REQUEST: Reproduce the data below line for line, word for word.

THE DATA:
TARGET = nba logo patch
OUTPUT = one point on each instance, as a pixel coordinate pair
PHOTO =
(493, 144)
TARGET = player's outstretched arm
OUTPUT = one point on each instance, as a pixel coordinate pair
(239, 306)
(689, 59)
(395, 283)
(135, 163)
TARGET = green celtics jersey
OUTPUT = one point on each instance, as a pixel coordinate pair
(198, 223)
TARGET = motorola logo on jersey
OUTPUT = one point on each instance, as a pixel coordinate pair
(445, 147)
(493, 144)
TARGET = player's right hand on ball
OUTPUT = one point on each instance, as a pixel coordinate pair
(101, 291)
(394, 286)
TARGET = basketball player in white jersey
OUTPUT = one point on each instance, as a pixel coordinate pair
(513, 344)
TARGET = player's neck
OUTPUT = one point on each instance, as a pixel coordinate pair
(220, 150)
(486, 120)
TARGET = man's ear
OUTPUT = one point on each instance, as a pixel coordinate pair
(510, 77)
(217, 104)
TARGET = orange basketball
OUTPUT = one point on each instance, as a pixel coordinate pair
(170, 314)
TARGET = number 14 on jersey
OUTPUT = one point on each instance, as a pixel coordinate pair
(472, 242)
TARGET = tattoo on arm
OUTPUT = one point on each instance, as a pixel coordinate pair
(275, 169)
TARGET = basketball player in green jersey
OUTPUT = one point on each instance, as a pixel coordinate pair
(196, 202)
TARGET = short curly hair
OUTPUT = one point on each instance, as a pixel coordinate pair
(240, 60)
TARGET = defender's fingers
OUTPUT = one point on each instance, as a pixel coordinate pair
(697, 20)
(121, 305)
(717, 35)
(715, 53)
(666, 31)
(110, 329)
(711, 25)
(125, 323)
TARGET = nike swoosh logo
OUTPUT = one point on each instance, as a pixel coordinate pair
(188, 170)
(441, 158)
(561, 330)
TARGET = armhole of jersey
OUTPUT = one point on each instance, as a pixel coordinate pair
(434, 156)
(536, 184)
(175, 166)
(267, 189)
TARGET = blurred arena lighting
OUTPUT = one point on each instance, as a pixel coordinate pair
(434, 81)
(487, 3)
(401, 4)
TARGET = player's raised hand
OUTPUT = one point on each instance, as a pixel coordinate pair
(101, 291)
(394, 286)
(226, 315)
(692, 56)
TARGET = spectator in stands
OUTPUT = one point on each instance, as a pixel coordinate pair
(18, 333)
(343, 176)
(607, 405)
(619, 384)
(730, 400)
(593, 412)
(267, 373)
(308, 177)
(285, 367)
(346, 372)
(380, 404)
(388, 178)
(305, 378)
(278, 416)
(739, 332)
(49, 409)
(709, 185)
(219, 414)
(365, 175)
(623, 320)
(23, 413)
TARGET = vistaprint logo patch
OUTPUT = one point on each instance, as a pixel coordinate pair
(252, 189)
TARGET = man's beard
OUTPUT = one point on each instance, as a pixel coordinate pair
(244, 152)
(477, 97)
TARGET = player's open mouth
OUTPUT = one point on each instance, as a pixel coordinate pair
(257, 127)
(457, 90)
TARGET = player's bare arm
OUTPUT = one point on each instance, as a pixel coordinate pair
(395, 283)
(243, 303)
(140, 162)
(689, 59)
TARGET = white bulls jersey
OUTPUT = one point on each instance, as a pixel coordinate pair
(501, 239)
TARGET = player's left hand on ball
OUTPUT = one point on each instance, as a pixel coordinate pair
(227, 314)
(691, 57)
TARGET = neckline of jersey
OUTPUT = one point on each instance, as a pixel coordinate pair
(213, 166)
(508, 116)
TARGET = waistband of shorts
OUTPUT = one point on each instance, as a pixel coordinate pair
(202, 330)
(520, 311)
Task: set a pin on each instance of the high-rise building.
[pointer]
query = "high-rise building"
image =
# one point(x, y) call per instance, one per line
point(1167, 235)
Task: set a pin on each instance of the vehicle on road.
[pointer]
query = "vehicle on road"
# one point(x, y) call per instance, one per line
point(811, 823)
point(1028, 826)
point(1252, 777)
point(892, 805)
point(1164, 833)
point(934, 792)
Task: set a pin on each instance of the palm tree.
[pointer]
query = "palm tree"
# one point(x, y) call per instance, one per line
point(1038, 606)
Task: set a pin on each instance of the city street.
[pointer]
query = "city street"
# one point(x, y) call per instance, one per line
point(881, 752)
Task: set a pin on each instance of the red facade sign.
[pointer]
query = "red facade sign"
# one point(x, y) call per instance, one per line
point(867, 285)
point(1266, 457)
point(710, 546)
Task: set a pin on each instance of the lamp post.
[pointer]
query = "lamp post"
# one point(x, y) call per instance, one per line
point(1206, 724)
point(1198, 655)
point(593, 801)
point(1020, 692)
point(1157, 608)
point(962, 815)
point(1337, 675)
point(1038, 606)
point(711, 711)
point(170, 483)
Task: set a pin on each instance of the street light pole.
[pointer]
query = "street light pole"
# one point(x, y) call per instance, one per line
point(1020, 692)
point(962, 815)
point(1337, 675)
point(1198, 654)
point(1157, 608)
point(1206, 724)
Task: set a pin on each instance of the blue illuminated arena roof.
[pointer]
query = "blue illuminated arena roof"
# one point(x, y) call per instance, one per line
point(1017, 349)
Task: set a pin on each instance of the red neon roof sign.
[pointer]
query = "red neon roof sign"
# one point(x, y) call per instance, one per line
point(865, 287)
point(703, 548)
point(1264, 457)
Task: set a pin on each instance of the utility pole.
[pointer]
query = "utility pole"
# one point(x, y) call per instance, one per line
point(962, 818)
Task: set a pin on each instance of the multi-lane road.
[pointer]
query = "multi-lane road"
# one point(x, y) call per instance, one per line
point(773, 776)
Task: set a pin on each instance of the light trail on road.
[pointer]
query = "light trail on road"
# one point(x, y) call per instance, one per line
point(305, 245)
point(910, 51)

FINISHED EXERCISE:
TARGET = nba logo patch
OUTPUT = one point on each instance, as a pixel coordinate pair
PHOTO =
(493, 144)
TARGET = player's outstretched arm
OUTPUT = one point on each instance, as a pixel coordinate pair
(239, 306)
(689, 59)
(395, 283)
(135, 163)
TARGET = green celtics jersey
OUTPUT = one point on each instance, as a pixel coordinate pair
(198, 223)
TARGET = motorola logo on jersey
OUTPUT = one point on each instance, as a pixel coordinate pair
(445, 147)
(493, 144)
TARGET = player's right hand on ball
OUTPUT = one point on each instance, as a pixel coordinate pair
(101, 291)
(394, 286)
TARGET = basketball player in white jersey
OUTPUT = one point on each instance, as a pixel coordinate pair
(513, 344)
TARGET = player's neck
OUTPUT = one point on each instance, as a pixel coordinate pair
(220, 150)
(486, 120)
TARGET = man's ear
OUTPUT = one point on each instance, as a pixel coordinate pair
(510, 77)
(217, 104)
TARGET = orange basketball
OUTPUT = one point on each instance, as a pixel coordinate pair
(170, 314)
TARGET = number 14 on jersey
OUTPUT = one point on each instance, as a pixel coordinate pair
(472, 242)
TARGET = tattoo on arm
OUTPUT = one point on each instance, as a pixel coordinate pair
(275, 169)
TARGET = basketball player in green jersey
OUTPUT = one point on each instance, as a pixel coordinate pair
(196, 202)
TARGET = short curly hair
OUTPUT = one point on each instance, as a pixel coordinate pair
(240, 60)
TARGET = defender's fingers
OUTPUT = one point on each instance, as a pixel coordinate pair
(697, 20)
(121, 305)
(717, 35)
(715, 53)
(666, 31)
(110, 329)
(711, 25)
(125, 323)
TARGET = nike swoosh logo
OUTPUT = one point on each instance, as a pixel coordinate pair
(188, 170)
(441, 158)
(561, 330)
TARGET = armhole of jersey
OUTPUT = one point on each instance, as a pixel coordinate pair
(434, 156)
(536, 184)
(175, 166)
(267, 189)
TARGET = blurred arena lighting
OUTPUT = one point on each instance, as a pixel coordinate pair
(434, 81)
(487, 3)
(401, 4)
TARGET = player's raised hand
OUTPUT = one point on each instance, as a pixel coordinate pair
(101, 291)
(394, 286)
(226, 315)
(692, 56)
TARGET = spectator in stands
OUTPUT = one point on each instance, as a pixel coordinate pair
(18, 333)
(343, 176)
(607, 405)
(619, 384)
(730, 400)
(593, 412)
(267, 373)
(308, 177)
(285, 367)
(346, 372)
(380, 404)
(388, 178)
(305, 378)
(278, 416)
(739, 332)
(49, 409)
(709, 185)
(219, 414)
(365, 175)
(623, 320)
(23, 413)
TARGET = vistaprint logo patch
OUTPUT = one point on each instance, as a pixel coordinate pair
(252, 189)
TARGET = man's beard
OUTPUT = one point on each instance, as a pixel coordinate pair
(244, 152)
(477, 97)
TARGET = player's open mouth
OUTPUT = one point on each instance, as a pixel coordinate pair
(257, 127)
(457, 90)
TARGET = player's bare arm
OUTPUT = one point on each instance, as a pixel coordinate pair
(395, 283)
(243, 303)
(140, 162)
(689, 59)
TARGET = white bulls jersey
OUTPUT = one point on each instance, as a pixel coordinate pair
(501, 239)
TARGET = player's left hand on ball
OUTPUT = one point on each instance, as a pixel coordinate pair
(227, 314)
(691, 57)
TARGET = neckline of jersey
OUTPUT = one point on each instance, as a pixel coordinate pair
(213, 166)
(508, 116)
TARGET = waistband of shorts
OUTPUT = one point on each instance, as a pixel coordinate pair
(202, 330)
(520, 311)
Task: set a pin on each instance of the high-rise building.
[pointer]
query = "high-rise building"
image =
# one point(x, y) call per instance, one per line
point(1167, 235)
Task: set a pin on each instance of the vehicle on road.
[pointer]
query = "vehicle on road"
# one point(x, y) call per instance, one per line
point(811, 823)
point(1028, 826)
point(1252, 777)
point(892, 805)
point(1164, 833)
point(934, 792)
Task: set a pin on each instance of the palm tree.
[pointer]
query = "palm tree"
# one point(x, y) call per instance, one per line
point(1038, 606)
Task: set a pin on each instance of the city street.
[pointer]
query = "city street"
# one point(x, y) call per instance, one per line
point(881, 752)
Task: set a pin on each instance of the red facade sign.
[pointer]
query = "red facade sign"
# one point(x, y) call per instance, one per line
point(867, 285)
point(1266, 457)
point(710, 546)
Task: set a pin on each instance of the lamp post.
[pointer]
query = "lamp post"
# one point(x, y) call per instance, one per line
point(1206, 724)
point(1198, 655)
point(593, 801)
point(1020, 692)
point(1157, 608)
point(962, 815)
point(1337, 675)
point(1038, 606)
point(711, 711)
point(170, 483)
Task: set a pin on each instance of the street light pole.
[pointer]
query = "street light pole"
# one point(x, y) call per instance, one per line
point(1020, 692)
point(962, 815)
point(1337, 675)
point(1198, 654)
point(1157, 608)
point(1206, 724)
Task: set a pin on each instance of the blue illuminated arena roof.
[pointer]
query = "blue illuminated arena roof"
# one point(x, y) call per instance, one per line
point(1017, 349)
Task: set a pin on each instance of the red neon roof sign.
[pointer]
query = "red neon roof sign"
# one point(x, y) call per instance, one per line
point(865, 287)
point(703, 548)
point(1264, 457)
Task: set a pin on each instance of the utility pole.
[pointer]
query = "utility pole"
# one point(x, y) call per instance, one per line
point(962, 818)
Task: set a pin on each instance of the multi-lane road.
[pointer]
query = "multi-lane road"
# one point(x, y) call per instance, one per line
point(773, 776)
Task: set a pin on each instance of the light trail on road.
[pointer]
query = "light trail on road"
# one point(x, y) call per instance, one per line
point(305, 245)
point(910, 51)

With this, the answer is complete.